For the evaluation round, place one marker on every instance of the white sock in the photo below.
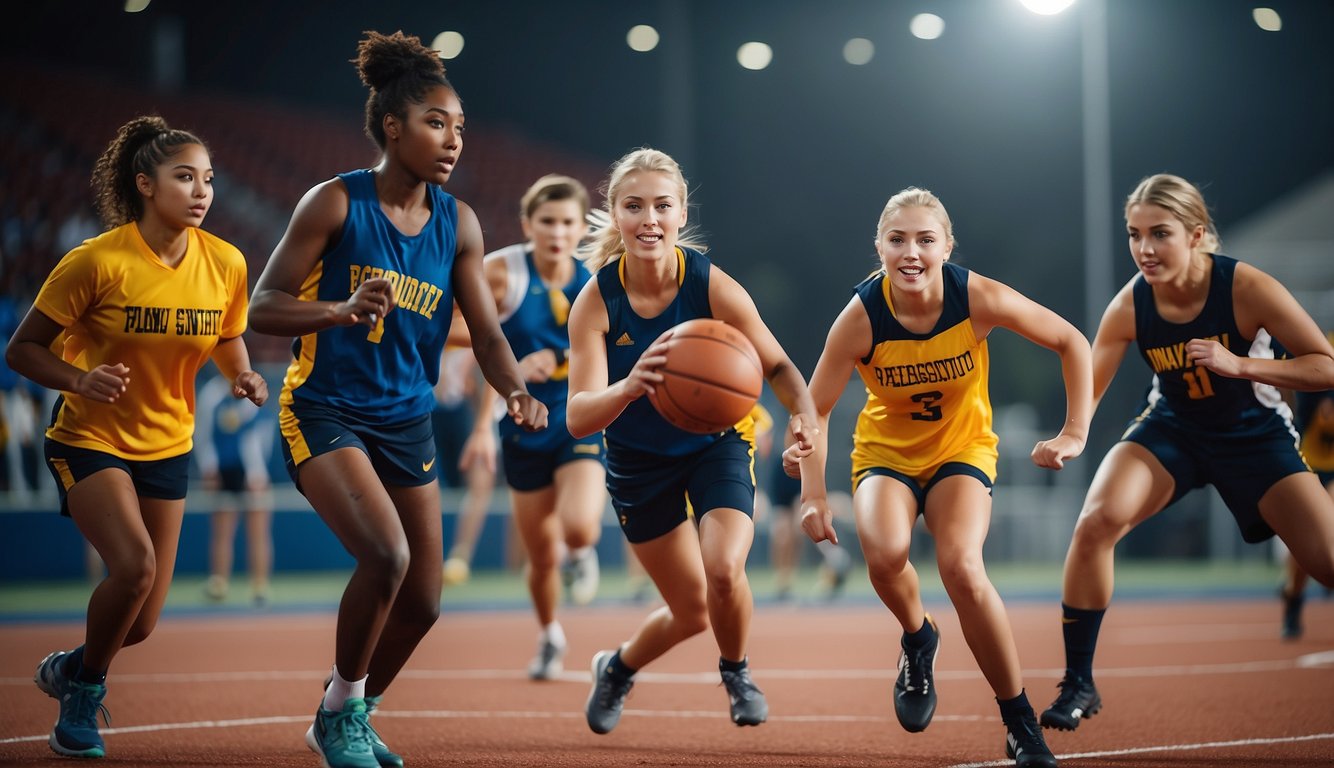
(554, 634)
(340, 691)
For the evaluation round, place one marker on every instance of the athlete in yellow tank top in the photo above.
(923, 446)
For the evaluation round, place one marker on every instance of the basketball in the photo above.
(711, 379)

▶ _Problem requirements_
Return each line of the records above verbatim, leaving out the pictures.

▶ _Complete answer_
For the evaluation round, place one marker on every instance of the white sock in the photo below.
(554, 634)
(340, 691)
For the evaluation round, place one marker on every instance of the athlete in yellow tank top in the photo above.
(923, 446)
For the evaluation round, place one marker on every instance of the basketball in the photo above.
(711, 379)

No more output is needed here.